#### DATASET RECORDS:
********
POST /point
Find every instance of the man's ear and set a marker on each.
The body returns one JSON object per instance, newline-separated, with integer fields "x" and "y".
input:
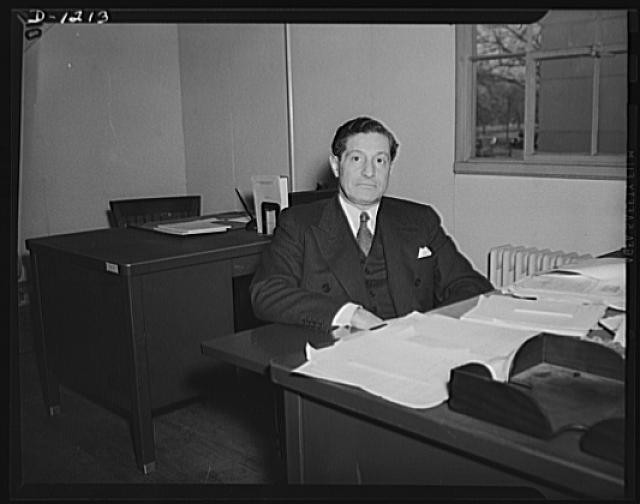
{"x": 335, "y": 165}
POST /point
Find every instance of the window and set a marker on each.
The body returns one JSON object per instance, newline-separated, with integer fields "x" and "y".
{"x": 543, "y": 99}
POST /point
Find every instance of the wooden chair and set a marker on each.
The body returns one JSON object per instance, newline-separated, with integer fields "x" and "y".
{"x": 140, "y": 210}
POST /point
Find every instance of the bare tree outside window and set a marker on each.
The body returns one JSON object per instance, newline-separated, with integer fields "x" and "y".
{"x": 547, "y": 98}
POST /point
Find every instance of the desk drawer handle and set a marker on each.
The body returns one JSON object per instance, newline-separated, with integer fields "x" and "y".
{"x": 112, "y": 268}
********
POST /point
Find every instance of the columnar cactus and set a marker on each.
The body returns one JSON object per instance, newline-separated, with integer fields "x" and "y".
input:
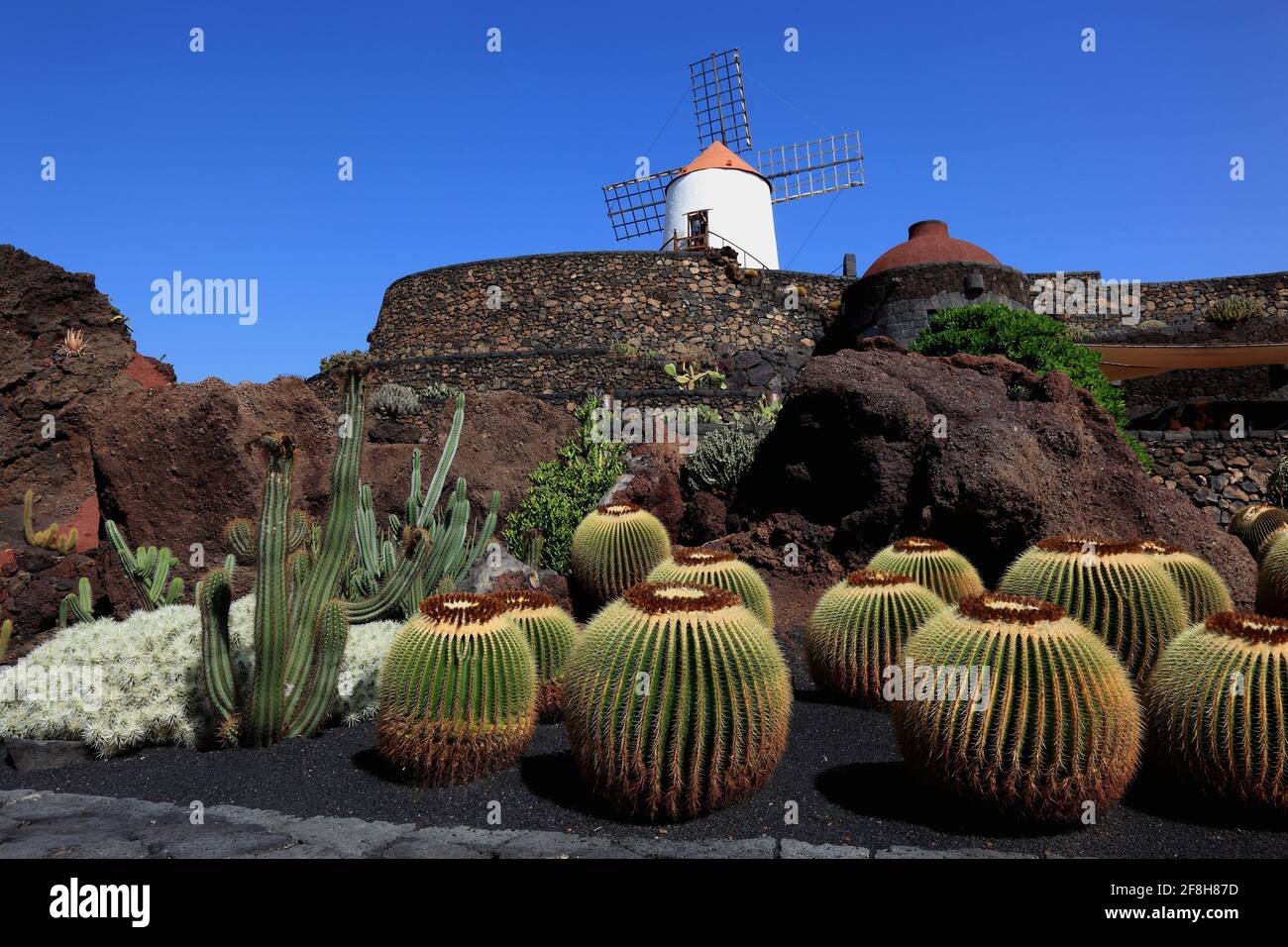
********
#### WHAT THE TASK ASKS:
A word-for-word reproduction is needed of the lines above from the line containing "Find every instance of the man's" through the line containing "Find every instance of the desk", with both ends kept and no pictures.

#### TASK OUTPUT:
Find every instance of the man's ear and set a marker on each.
The body returns one JSON object per instance, newline-separated, with integer fields "x" and "y".
input:
{"x": 335, "y": 165}
POST /point
Find every instance of the window and set a marker on each.
The body returns one JSON object per instance, newline-separated, with integer fields "x" and "y".
{"x": 543, "y": 99}
POST /point
Find every instance of the wooden chair and set a marker on each.
The body returns one JSON object per instance, newline-separated, with integer fields "x" and "y".
{"x": 140, "y": 210}
POST /point
Find every instance of the bare tree outside window and set a marker on each.
The body returns one JSON object per instance, newline-separated, with integer fields "x" and "y".
{"x": 547, "y": 98}
POST /point
Find every instance of the desk drawer handle and set a marker on each.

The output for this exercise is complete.